=== EXTRACT TO READ ===
An Agent passes its observations to its Policy. The Policy then makes a decision
and passes the chosen action back to the agent. Your agent code must execute the
action, for example, move the agent in one direction or another. In order to
[train an agent using reinforcement learning](Learning-Environment-Design.md),
your agent must calculate a reward value at each action. The reward is used to
discover the optimal decision-making policy.
The `Policy` class abstracts out the decision making logic from the Agent itself
so that you can use the same Policy in multiple Agents. How a Policy makes its
decisions depends on the `Behavior Parameters` associated with the agent. If you
set `Behavior Type` to `Heuristic Only`, the Agent will use its `Heuristic()`
method to make decisions which can allow you to control the Agent manually or
write your own Policy. If the Agent has a `Model` file, its Policy will use the
neural network `Model` to take decisions.
When you create an Agent, you should usually extend the base Agent class. This
includes implementing the following methods:
- `Agent.OnEpisodeBegin()` — Called at the beginning of an Agent's episode,
including at the beginning of the simulation.
- `Agent.CollectObservations(VectorSensor sensor)` — Called every step that the Agent
requests a decision. This is one possible way for collecting the Agent's
observations of the environment; see [Generating Observations](#generating-observations)
below for more options.
- `Agent.OnActionReceived()` — Called every time the Agent receives an action to
take. Receives the action chosen by the Agent. It is also common to assign a
reward in this method.
- `Agent.Heuristic()` - When the `Behavior Type` is set to `Heuristic Only` in
the Behavior Parameters of the Agent, the Agent will use the `Heuristic()`
method to generate the actions of the Agent. As such, the `Heuristic()` method
writes to the array of floats provided to the Heuristic method as argument.
__Note__: Do not create a new float array of action in the `Heuristic()` method,
as this will prevent writing floats to the original action array.
As a concrete example, here is how the Ball3DAgent class implements these methods:
- `Agent.OnEpisodeBegin()` — Resets the agent cube and ball to their starting
positions. The function randomizes the reset values so that the training
generalizes to more than a specific starting position and agent cube
orientation.
- `Agent.CollectObservations(VectorSensor sensor)` — Adds information about the
orientation of the agent cube, the ball velocity, and the relative position
between the ball and the cube. Since the `CollectObservations()`
method calls `VectorSensor.AddObservation()` such that vector size adds up to 8,
the Behavior Parameters of the Agent are set with vector observation space
with a state size of 8.

=== DATA ===
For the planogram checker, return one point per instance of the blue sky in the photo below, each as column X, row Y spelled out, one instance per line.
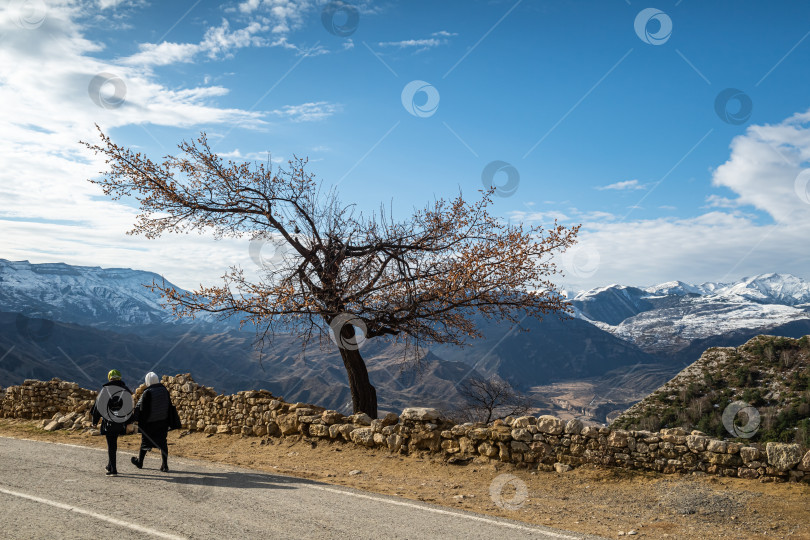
column 608, row 123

=== WHAT IS BEING ASKED ===
Could you return, word for word, the part of the excerpt on agents and policies above that opens with the words containing "As a concrete" and closes with "orientation."?

=== EXPECTED ANSWER ===
As a concrete example, here is how the Ball3DAgent class implements these methods:
- `Agent.OnEpisodeBegin()` — Resets the agent cube and ball to their starting
positions. The function randomizes the reset values so that the training
generalizes to more than a specific starting position and agent cube
orientation.